> **The task**:
Starting with the line that holds "Detect building window.", copy out each remaining line of the listing below, up to and including the last one, and include nothing else.

> **Study material**:

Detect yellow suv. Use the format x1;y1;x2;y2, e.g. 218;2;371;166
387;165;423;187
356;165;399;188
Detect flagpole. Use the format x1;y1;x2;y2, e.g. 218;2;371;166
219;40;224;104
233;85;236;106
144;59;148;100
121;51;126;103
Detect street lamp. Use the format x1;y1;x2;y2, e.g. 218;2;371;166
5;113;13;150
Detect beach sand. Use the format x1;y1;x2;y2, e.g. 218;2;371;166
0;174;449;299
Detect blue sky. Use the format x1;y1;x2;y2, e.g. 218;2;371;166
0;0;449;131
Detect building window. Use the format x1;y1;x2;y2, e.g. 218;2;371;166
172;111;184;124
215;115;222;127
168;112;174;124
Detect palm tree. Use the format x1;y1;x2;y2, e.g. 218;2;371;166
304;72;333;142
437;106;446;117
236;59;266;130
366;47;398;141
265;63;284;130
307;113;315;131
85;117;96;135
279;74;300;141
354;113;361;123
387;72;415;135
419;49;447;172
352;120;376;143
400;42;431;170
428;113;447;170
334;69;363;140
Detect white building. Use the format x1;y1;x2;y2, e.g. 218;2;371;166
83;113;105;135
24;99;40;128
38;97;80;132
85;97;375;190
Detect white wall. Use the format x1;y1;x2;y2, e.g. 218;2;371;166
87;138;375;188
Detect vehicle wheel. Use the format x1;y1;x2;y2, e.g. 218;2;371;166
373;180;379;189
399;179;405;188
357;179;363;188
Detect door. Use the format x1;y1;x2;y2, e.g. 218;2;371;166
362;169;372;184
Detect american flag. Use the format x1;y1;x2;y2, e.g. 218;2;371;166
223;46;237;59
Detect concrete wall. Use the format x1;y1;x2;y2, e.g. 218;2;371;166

> **Your response**:
Detect building window. Use the format x1;y1;x2;y2, e.g. 218;2;371;166
172;111;184;124
215;115;222;127
168;112;174;124
Detect palm tree. Use the format x1;y1;x2;y2, e.g. 218;2;371;166
304;72;333;142
437;106;446;117
236;59;266;130
366;47;398;141
265;63;284;130
307;113;315;131
85;117;96;135
279;74;300;141
354;113;361;123
387;72;415;135
419;49;447;172
352;120;376;143
400;42;431;170
428;113;447;170
334;69;363;140
Detect white building. Use the format x1;y1;x2;y2, e.g. 218;2;371;166
83;113;105;135
24;99;40;128
38;97;80;132
85;97;375;190
Detect white wall. Use the format x1;y1;x2;y2, e.g. 218;2;371;166
87;138;375;188
Detect vehicle wheel. Use the format x1;y1;x2;y2, e.g. 218;2;371;166
373;180;379;189
399;179;405;188
357;179;363;188
Detect door. Use the format x1;y1;x2;y2, e.g. 218;2;371;166
362;169;372;184
Detect american flag. Use the format x1;y1;x2;y2, e.g. 218;2;371;166
223;46;237;59
Detect concrete wall. Use the format x1;y1;x2;y2, e.g. 218;2;371;166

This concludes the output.